=== WHAT IS REQUIRED ===
Pull out each line in the records below that contains the word "boxes", and list those lines.

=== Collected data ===

— start —

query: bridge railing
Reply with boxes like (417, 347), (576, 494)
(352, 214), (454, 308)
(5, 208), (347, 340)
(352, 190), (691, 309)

— end —

=== WRITTEN ANSWER ===
Reply with boxes like (417, 347), (576, 494)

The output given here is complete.